(EXERCISE GOAL):
The full listing, reproduced exactly, is what the response must contain.

(WORKING DATA):
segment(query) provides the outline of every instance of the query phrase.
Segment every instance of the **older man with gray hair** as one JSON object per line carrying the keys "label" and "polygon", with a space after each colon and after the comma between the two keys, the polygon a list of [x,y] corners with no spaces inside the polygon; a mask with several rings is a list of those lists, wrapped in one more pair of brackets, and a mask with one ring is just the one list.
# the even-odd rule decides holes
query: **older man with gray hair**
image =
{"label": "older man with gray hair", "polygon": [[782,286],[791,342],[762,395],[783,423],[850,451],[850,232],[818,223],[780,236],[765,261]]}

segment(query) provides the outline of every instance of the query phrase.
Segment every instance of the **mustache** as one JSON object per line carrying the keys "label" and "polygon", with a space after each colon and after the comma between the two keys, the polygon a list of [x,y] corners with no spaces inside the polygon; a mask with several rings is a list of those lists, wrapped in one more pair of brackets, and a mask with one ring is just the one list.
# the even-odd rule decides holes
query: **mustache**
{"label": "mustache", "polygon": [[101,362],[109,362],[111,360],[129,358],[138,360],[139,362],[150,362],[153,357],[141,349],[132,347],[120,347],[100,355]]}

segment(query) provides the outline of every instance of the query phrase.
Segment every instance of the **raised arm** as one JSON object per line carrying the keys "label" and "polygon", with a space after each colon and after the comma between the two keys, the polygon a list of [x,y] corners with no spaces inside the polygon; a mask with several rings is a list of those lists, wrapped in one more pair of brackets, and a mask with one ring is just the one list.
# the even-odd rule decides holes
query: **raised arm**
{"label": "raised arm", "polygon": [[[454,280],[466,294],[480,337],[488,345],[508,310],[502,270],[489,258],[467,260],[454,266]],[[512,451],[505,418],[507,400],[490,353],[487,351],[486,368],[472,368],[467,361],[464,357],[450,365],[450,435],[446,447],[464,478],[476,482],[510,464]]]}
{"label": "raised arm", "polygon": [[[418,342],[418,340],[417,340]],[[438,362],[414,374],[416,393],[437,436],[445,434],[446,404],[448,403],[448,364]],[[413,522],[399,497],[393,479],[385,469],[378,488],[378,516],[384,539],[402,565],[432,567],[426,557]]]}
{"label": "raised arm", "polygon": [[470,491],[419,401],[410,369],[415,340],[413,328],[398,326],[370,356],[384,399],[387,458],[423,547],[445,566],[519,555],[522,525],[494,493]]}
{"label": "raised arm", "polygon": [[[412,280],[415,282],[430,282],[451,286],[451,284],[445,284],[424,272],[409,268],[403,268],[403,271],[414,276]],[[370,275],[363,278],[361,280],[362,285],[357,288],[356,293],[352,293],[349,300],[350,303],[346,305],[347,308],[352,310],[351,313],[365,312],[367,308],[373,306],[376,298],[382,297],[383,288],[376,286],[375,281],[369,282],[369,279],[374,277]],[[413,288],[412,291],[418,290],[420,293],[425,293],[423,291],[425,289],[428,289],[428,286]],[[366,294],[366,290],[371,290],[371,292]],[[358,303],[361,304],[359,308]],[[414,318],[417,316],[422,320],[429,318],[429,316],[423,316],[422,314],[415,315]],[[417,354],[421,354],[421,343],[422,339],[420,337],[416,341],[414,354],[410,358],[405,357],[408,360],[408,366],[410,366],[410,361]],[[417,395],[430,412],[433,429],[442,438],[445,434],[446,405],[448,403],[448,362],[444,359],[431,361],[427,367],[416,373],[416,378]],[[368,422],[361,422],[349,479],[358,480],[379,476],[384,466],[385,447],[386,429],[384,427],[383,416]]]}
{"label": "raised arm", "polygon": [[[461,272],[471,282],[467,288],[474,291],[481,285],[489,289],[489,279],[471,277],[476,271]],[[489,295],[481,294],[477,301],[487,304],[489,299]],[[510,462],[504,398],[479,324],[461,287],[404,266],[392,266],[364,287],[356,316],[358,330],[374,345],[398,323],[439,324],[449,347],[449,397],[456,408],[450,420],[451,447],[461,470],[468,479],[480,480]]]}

(EXERCISE SOLUTION):
segment(query) provides the outline of every instance of the query phrase.
Segment every instance of the **older man with gray hair** as one JSON object per line carrying the keys "label" and "polygon", with a space after each colon and after the comma between the two keys, the polygon a list of [x,y] corners with no spaces inside the polygon; a mask with several rings is a list of those lists, wrapped in one more pair of brackets, and a mask with one ring is just the one list.
# the even-odd rule decides holes
query: **older man with gray hair**
image =
{"label": "older man with gray hair", "polygon": [[782,286],[791,342],[762,395],[783,423],[850,451],[850,232],[818,223],[780,236],[765,261]]}

segment(query) provides the outline of every instance of the query phrase.
Segment every instance of the **mustache** as one JSON object per line carrying the keys "label" and "polygon", with a space after each colon and after the comma between the two keys, the polygon a list of [x,y] corners with no spaces inside the polygon; a mask with several rings is a list of those lists, wrapped in one more pair of brackets, and a mask with one ring is just the one list.
# the even-odd rule decides holes
query: **mustache**
{"label": "mustache", "polygon": [[101,362],[109,362],[111,360],[129,358],[138,360],[139,362],[150,362],[153,357],[141,349],[132,347],[120,347],[100,355]]}

segment(query) provides the outline of every instance of the query phrase.
Segment every instance of the **raised arm** as one JSON object per line carrying the keys "label" and "polygon", with a space after each colon and after the comma between the two keys, the polygon a list of [x,y] corners with no spaces inside the polygon; a mask with several rings is a list of those lists, wrapped in one more pair of brackets, and a mask with one ring is just the one list.
# the even-odd rule decides holes
query: **raised arm**
{"label": "raised arm", "polygon": [[[454,280],[466,294],[480,337],[488,345],[508,310],[502,270],[489,258],[467,260],[454,266]],[[512,451],[505,418],[507,400],[490,353],[487,351],[486,368],[472,368],[467,361],[464,357],[450,365],[450,435],[446,447],[464,478],[476,482],[510,464]]]}
{"label": "raised arm", "polygon": [[[418,342],[418,340],[417,340]],[[438,362],[414,374],[416,393],[437,436],[445,434],[446,404],[448,403],[448,364]],[[413,522],[399,497],[393,479],[385,469],[378,488],[378,516],[384,539],[402,565],[432,567],[426,557]]]}
{"label": "raised arm", "polygon": [[470,491],[419,401],[410,369],[415,340],[413,328],[398,326],[370,356],[384,399],[387,458],[423,547],[445,566],[519,555],[522,525],[494,493]]}
{"label": "raised arm", "polygon": [[[412,280],[415,282],[430,282],[451,286],[451,284],[445,284],[424,272],[409,268],[403,268],[403,271],[414,276]],[[370,275],[363,278],[361,280],[362,285],[357,288],[356,293],[352,293],[349,300],[350,303],[346,305],[347,308],[352,310],[351,313],[365,312],[367,308],[373,306],[376,298],[382,297],[383,288],[376,286],[375,281],[369,282],[369,279],[374,277]],[[413,288],[412,291],[418,290],[420,293],[425,293],[423,291],[425,289],[428,289],[428,286]],[[366,294],[366,290],[371,290],[371,292]],[[358,303],[361,304],[359,308]],[[414,318],[417,316],[422,320],[429,318],[429,316],[423,316],[422,314],[415,315]],[[417,354],[421,354],[421,343],[422,339],[420,337],[416,341],[414,354],[410,358],[405,357],[408,360],[408,366],[410,366],[410,361]],[[417,395],[430,412],[433,429],[442,438],[445,434],[446,405],[448,403],[448,362],[444,359],[431,361],[427,367],[416,373],[416,378]],[[368,422],[361,422],[349,479],[358,480],[379,476],[384,466],[385,447],[386,429],[384,427],[383,416]]]}
{"label": "raised arm", "polygon": [[[461,272],[471,282],[467,288],[474,291],[481,285],[489,289],[489,279],[471,277],[476,271]],[[489,295],[481,294],[477,301],[487,304],[489,299]],[[510,462],[504,398],[479,324],[461,287],[404,266],[392,266],[364,287],[356,316],[358,330],[374,345],[398,323],[439,324],[449,347],[449,397],[456,408],[450,420],[451,447],[461,470],[468,479],[480,480]]]}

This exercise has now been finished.